_ASSIGNED TASK_.
Extract the records in full, leaving every picture out.

_Referring expression data_.
==========

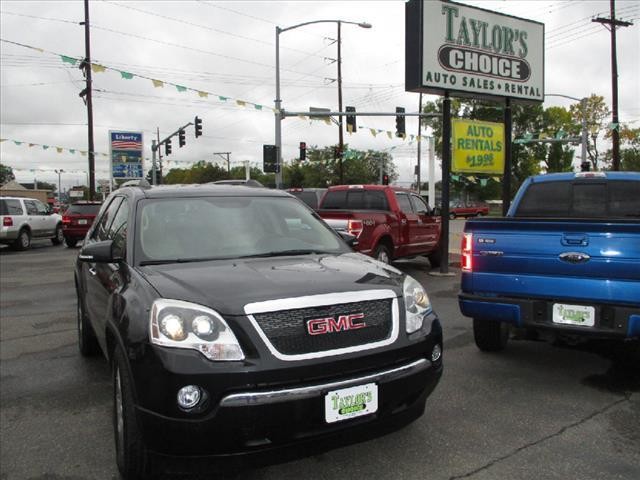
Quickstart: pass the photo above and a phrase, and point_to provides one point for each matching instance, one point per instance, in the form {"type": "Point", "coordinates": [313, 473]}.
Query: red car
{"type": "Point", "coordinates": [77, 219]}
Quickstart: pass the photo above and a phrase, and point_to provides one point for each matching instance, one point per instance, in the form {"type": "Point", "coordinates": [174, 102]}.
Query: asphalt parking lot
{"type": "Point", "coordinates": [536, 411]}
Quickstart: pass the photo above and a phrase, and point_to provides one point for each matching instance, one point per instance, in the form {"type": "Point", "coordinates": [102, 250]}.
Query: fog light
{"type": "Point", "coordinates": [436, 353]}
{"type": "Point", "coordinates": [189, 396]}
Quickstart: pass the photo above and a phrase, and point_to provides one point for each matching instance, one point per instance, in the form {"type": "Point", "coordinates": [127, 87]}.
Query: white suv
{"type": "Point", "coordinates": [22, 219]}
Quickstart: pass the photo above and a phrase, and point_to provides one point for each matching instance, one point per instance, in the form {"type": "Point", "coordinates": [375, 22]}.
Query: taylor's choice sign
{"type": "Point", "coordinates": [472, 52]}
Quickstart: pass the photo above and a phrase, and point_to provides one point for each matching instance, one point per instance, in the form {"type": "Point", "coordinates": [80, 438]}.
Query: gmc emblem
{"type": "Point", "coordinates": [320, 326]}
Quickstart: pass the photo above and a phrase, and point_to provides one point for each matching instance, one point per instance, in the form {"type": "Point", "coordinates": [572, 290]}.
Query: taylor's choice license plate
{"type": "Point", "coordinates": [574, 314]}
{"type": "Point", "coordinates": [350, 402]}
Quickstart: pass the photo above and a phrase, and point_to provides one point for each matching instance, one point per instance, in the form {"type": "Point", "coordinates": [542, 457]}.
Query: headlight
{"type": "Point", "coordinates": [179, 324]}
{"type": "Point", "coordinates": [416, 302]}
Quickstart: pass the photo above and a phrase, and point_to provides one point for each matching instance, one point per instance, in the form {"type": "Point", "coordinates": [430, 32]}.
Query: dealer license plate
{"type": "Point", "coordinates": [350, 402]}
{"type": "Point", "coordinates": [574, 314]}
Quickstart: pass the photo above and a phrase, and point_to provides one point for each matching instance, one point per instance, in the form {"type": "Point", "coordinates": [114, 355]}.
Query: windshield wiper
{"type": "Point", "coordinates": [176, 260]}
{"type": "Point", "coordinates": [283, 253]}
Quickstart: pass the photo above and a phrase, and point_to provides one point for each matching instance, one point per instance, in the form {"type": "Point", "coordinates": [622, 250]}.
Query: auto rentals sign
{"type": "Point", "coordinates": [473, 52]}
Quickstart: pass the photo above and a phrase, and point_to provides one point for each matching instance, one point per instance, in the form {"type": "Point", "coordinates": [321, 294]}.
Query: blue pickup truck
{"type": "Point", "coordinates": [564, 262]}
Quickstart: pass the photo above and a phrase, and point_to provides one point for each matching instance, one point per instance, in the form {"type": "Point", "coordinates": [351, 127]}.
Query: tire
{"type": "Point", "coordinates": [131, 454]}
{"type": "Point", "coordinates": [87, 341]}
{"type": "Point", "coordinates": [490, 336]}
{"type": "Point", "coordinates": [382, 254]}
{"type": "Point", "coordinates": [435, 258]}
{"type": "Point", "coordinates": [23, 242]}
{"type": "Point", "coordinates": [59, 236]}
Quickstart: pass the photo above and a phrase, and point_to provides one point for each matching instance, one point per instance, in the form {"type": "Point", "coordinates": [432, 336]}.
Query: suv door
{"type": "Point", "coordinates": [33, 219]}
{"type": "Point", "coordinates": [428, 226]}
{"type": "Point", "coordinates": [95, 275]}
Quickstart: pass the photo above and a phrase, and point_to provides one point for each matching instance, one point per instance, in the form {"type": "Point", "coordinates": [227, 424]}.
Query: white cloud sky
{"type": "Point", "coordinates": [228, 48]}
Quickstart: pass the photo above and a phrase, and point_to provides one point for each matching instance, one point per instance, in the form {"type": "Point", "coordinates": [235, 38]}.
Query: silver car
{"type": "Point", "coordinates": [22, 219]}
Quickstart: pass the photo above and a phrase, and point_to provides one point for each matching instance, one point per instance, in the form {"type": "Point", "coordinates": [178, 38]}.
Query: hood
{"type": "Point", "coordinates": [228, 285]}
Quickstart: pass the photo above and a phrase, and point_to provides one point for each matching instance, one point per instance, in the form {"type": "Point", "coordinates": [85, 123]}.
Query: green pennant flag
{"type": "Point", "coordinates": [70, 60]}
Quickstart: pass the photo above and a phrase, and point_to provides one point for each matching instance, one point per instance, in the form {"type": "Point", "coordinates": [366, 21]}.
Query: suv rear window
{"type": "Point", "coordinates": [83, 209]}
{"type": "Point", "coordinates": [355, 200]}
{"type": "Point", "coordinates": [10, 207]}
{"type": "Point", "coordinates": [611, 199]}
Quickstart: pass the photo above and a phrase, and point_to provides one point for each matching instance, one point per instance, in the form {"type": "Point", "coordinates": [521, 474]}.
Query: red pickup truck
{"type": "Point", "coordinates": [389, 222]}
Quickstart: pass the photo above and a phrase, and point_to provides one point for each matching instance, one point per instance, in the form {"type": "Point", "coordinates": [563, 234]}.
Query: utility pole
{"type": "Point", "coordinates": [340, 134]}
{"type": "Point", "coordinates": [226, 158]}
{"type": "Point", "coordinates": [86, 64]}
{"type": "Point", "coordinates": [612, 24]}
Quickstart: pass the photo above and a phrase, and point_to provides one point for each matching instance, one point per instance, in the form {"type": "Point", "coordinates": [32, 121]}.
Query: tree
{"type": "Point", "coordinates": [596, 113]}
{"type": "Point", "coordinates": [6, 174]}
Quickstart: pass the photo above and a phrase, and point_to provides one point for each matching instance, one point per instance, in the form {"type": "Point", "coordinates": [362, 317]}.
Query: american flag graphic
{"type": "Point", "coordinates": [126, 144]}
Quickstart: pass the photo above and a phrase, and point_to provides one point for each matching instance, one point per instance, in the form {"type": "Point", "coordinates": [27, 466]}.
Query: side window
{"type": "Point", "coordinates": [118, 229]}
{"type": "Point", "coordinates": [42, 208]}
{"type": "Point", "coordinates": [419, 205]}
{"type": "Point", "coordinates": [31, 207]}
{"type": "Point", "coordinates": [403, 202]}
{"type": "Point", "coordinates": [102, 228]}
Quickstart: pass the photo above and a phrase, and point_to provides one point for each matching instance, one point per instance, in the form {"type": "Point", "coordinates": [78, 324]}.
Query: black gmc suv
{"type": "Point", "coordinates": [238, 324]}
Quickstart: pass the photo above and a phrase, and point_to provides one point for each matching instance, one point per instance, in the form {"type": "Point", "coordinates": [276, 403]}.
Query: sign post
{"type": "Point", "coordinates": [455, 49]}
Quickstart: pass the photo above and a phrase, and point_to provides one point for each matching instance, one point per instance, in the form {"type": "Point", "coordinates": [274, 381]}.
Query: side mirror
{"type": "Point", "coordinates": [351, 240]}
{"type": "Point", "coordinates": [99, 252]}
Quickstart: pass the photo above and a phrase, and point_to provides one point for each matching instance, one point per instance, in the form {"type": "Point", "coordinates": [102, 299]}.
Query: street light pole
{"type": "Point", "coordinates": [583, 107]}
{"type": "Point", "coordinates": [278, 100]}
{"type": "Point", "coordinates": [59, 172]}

==========

_ANSWER SECTION_.
Quickstart: pass the photo above and a phrase, and point_to provides one point for each matching instance, one point per instance, in the form {"type": "Point", "coordinates": [313, 473]}.
Query: red car
{"type": "Point", "coordinates": [77, 219]}
Quickstart: pass the photo above and a phrase, and point_to provides one point for each matching instance, one point per instance, in the form {"type": "Point", "coordinates": [174, 102]}.
Query: asphalt parking lot
{"type": "Point", "coordinates": [536, 411]}
Quickstart: pass the photo above and a phrase, and point_to provides one point for each matching instance, one point per instance, in the form {"type": "Point", "coordinates": [102, 250]}.
Query: fog light
{"type": "Point", "coordinates": [436, 353]}
{"type": "Point", "coordinates": [189, 396]}
Quickstart: pass the photo above and a phrase, and point_to provides one point for each matching instance, one point per instance, in the form {"type": "Point", "coordinates": [127, 87]}.
Query: white suv
{"type": "Point", "coordinates": [22, 219]}
Quickstart: pass the photo above and a phrase, and point_to provides one point for each matching instance, one point per instance, in the form {"type": "Point", "coordinates": [375, 22]}.
Query: taylor's choice sign
{"type": "Point", "coordinates": [472, 52]}
Quickstart: pass the photo above and a phrase, and point_to provides one point for each matching instance, one point per instance, in the form {"type": "Point", "coordinates": [80, 438]}.
Query: gmc emblem
{"type": "Point", "coordinates": [320, 326]}
Quickstart: pass the photo above and a phrase, and point_to provides one point for each matching instance, one point per instance, in the form {"type": "Point", "coordinates": [572, 290]}.
Query: taylor's choice license plate
{"type": "Point", "coordinates": [574, 314]}
{"type": "Point", "coordinates": [350, 402]}
Quickstart: pass the photo above and a phrase, and point_to provides one point for each matching instance, one point per instance, in the form {"type": "Point", "coordinates": [542, 457]}.
Query: headlight
{"type": "Point", "coordinates": [179, 324]}
{"type": "Point", "coordinates": [416, 302]}
Quickstart: pass the photo above and a phrase, and point_to provides one point for each matching instance, one point per instance, in the form {"type": "Point", "coordinates": [430, 32]}.
Query: dealer license plate
{"type": "Point", "coordinates": [350, 402]}
{"type": "Point", "coordinates": [574, 314]}
Quickstart: pass the photo above and a phrase, and point_to provides one point for each matching instance, one point per instance, in the form {"type": "Point", "coordinates": [114, 355]}.
Query: windshield wiper
{"type": "Point", "coordinates": [176, 260]}
{"type": "Point", "coordinates": [283, 253]}
Quickstart: pass the photo above and a phrase, and point_to provides one point for each matching instance, one point per instance, in the form {"type": "Point", "coordinates": [622, 250]}.
Query: auto rentals sign
{"type": "Point", "coordinates": [473, 52]}
Quickstart: pass the photo above and a phrase, and point_to provides one point for each matching instance, one point per instance, in the form {"type": "Point", "coordinates": [321, 294]}.
Query: blue pickup truck
{"type": "Point", "coordinates": [564, 262]}
Quickstart: pass the photo above and a phrase, and point_to provides one point for each matching instance, one point per instance, in the form {"type": "Point", "coordinates": [351, 127]}.
Query: tire
{"type": "Point", "coordinates": [131, 454]}
{"type": "Point", "coordinates": [87, 341]}
{"type": "Point", "coordinates": [490, 336]}
{"type": "Point", "coordinates": [382, 254]}
{"type": "Point", "coordinates": [435, 258]}
{"type": "Point", "coordinates": [23, 242]}
{"type": "Point", "coordinates": [59, 236]}
Quickstart: pass the photo above and a phrase, and point_to provides one point for each matching instance, one point per instance, in the form {"type": "Point", "coordinates": [432, 336]}.
Query: suv door
{"type": "Point", "coordinates": [33, 219]}
{"type": "Point", "coordinates": [428, 226]}
{"type": "Point", "coordinates": [95, 275]}
Quickstart: pass the photo above and a phrase, and point_to provides one point for each matching instance, one point per instance, in the form {"type": "Point", "coordinates": [227, 424]}.
Query: white cloud sky
{"type": "Point", "coordinates": [228, 48]}
Quickstart: pass the photo above and a phrase, and point_to provides one point for each matching instance, one point per instance, in the form {"type": "Point", "coordinates": [235, 38]}.
Query: silver car
{"type": "Point", "coordinates": [22, 219]}
Quickstart: pass the photo above and a phrase, and point_to provides one point for each matching instance, one point per instance, in the form {"type": "Point", "coordinates": [178, 38]}.
Query: hood
{"type": "Point", "coordinates": [228, 285]}
Quickstart: pass the photo above and a phrase, and point_to provides one point for each matching instance, one point per instance, in the form {"type": "Point", "coordinates": [85, 123]}.
Query: green pennant flag
{"type": "Point", "coordinates": [70, 60]}
Quickstart: pass the photo above and a phrase, and point_to provides one point for each matching instance, one point per instance, in the form {"type": "Point", "coordinates": [366, 21]}.
Query: suv rear window
{"type": "Point", "coordinates": [83, 209]}
{"type": "Point", "coordinates": [355, 200]}
{"type": "Point", "coordinates": [10, 207]}
{"type": "Point", "coordinates": [611, 199]}
Quickstart: pass the photo above and a phrase, and point_to provides one point for each matching instance, one point per instance, in the form {"type": "Point", "coordinates": [521, 474]}.
Query: red pickup truck
{"type": "Point", "coordinates": [389, 222]}
Quickstart: pass the photo above and a phrase, and point_to provides one point for each matching instance, one point per instance, in the form {"type": "Point", "coordinates": [563, 234]}.
Query: utility pole
{"type": "Point", "coordinates": [340, 134]}
{"type": "Point", "coordinates": [226, 158]}
{"type": "Point", "coordinates": [86, 64]}
{"type": "Point", "coordinates": [612, 24]}
Quickstart: pass the photo above and a phrase, and point_to provides one point for each matching instance, one point per instance, in the form {"type": "Point", "coordinates": [32, 121]}.
Query: tree
{"type": "Point", "coordinates": [596, 113]}
{"type": "Point", "coordinates": [6, 174]}
Quickstart: pass the photo above and a phrase, and point_to provides one point for each matching instance, one point per instance, in the form {"type": "Point", "coordinates": [362, 317]}.
Query: american flag graphic
{"type": "Point", "coordinates": [126, 144]}
Quickstart: pass the photo above and a phrase, and point_to provides one point for each matching instance, one point per instance, in the form {"type": "Point", "coordinates": [27, 466]}.
Query: side window
{"type": "Point", "coordinates": [118, 229]}
{"type": "Point", "coordinates": [42, 208]}
{"type": "Point", "coordinates": [419, 205]}
{"type": "Point", "coordinates": [31, 207]}
{"type": "Point", "coordinates": [403, 202]}
{"type": "Point", "coordinates": [102, 228]}
Quickstart: pass the photo above and a phrase, and point_to provides one point for each matching instance, one point per instance, in the form {"type": "Point", "coordinates": [78, 324]}.
Query: black gmc suv
{"type": "Point", "coordinates": [238, 324]}
Quickstart: pass the photo above and a phrase, and point_to provides one point for each matching instance, one point per instance, in the form {"type": "Point", "coordinates": [276, 403]}.
Query: sign post
{"type": "Point", "coordinates": [455, 49]}
Quickstart: pass the photo above and a phrase, and point_to provides one point for each matching instance, one point per instance, in the form {"type": "Point", "coordinates": [274, 381]}.
Query: side mirror
{"type": "Point", "coordinates": [351, 240]}
{"type": "Point", "coordinates": [99, 252]}
Quickstart: pass the photo above and a phrase, and point_to provides one point for each matching instance, one point per instance, in the form {"type": "Point", "coordinates": [102, 299]}.
Query: street light pole
{"type": "Point", "coordinates": [583, 107]}
{"type": "Point", "coordinates": [278, 100]}
{"type": "Point", "coordinates": [59, 172]}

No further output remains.